Grey vs. Green Infrastructure
- Grey Infrastructure: Roads, pipes, wires, buildings. (Static, depreciates over time).
- Green Infrastructure: Trees, soil, wetlands. (Living, appreciates in value over time).
- Conflict: Urban forestry is mostly about managing the conflict between roots and pipes.
The Management Plan
You can't manage what you don't measure.
- Inventory: Counting and assessing trees (GIS location, species, size, condition).
- Management Plan: A strategic document setting goals (e.g., "Increase canopy cover to 30% by 2030").
- Ordinances: Laws that protect trees (e.g., "You cannot remove a tree > 20 inches without a permit").
Tree Valuation
How much is a tree worth?
- CTLA Method: The Council of Tree and Landscape Appraisers.
- Replacement Cost: Cost to buy a new tree + plant it.
- Trunk Formula Method: Used for trees too large to replace. Logic: (Basic Price x Species Rating x Condition x Location).
Benefits vs. Costs
- Benefits (Ecosystem Services): Stormwater reduction, cooling (energy savings), air quality, property value.
- Costs: Pruning, removal, liability claims, leaf cleanup.
- Goal: Maximize net benefits.
Summary
In this domain, you are not a doctor; you are a city planner. Think scale.

To do: List every cost that the urban forestry notes give on the line starting "Costs:". You won't need the records for this.

Stored data:
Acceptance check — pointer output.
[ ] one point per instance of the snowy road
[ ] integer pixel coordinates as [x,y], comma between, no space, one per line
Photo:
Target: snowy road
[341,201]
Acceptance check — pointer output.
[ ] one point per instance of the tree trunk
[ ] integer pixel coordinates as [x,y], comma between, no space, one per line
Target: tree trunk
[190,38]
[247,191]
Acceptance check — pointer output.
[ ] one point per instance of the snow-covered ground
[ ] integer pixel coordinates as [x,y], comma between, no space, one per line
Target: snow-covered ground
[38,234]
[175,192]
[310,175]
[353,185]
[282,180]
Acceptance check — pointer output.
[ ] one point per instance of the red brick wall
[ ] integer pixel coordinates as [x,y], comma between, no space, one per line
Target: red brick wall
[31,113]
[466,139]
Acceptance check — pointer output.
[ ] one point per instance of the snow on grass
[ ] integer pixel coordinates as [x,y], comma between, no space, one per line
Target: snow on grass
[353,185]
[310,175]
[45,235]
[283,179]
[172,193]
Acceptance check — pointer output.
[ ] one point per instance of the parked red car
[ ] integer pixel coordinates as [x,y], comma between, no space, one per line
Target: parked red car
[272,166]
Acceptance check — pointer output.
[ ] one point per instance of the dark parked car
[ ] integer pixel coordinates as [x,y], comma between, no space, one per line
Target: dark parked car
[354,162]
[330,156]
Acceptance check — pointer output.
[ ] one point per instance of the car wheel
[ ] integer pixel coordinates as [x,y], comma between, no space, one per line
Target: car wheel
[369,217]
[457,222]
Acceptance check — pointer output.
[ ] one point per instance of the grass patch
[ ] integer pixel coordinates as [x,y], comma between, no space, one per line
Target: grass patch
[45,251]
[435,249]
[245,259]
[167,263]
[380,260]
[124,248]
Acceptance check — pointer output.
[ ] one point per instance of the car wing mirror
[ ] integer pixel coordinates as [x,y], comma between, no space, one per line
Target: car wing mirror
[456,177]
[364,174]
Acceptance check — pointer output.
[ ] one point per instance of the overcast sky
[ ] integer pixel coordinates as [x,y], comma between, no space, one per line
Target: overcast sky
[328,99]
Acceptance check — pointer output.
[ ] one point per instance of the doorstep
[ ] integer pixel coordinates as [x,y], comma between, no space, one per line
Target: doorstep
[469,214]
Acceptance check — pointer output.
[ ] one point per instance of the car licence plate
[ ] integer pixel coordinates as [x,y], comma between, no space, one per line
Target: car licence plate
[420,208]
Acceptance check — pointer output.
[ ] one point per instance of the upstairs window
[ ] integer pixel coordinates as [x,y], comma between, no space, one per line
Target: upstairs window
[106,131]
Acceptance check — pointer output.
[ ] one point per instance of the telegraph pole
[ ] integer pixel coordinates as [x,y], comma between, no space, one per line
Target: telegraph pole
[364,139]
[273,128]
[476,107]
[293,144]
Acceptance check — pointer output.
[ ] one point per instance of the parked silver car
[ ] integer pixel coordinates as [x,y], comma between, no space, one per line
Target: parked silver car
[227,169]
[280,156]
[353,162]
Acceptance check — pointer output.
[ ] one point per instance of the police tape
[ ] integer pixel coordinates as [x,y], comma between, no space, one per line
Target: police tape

In response: Pruning, removal, liability claims, leaf cleanup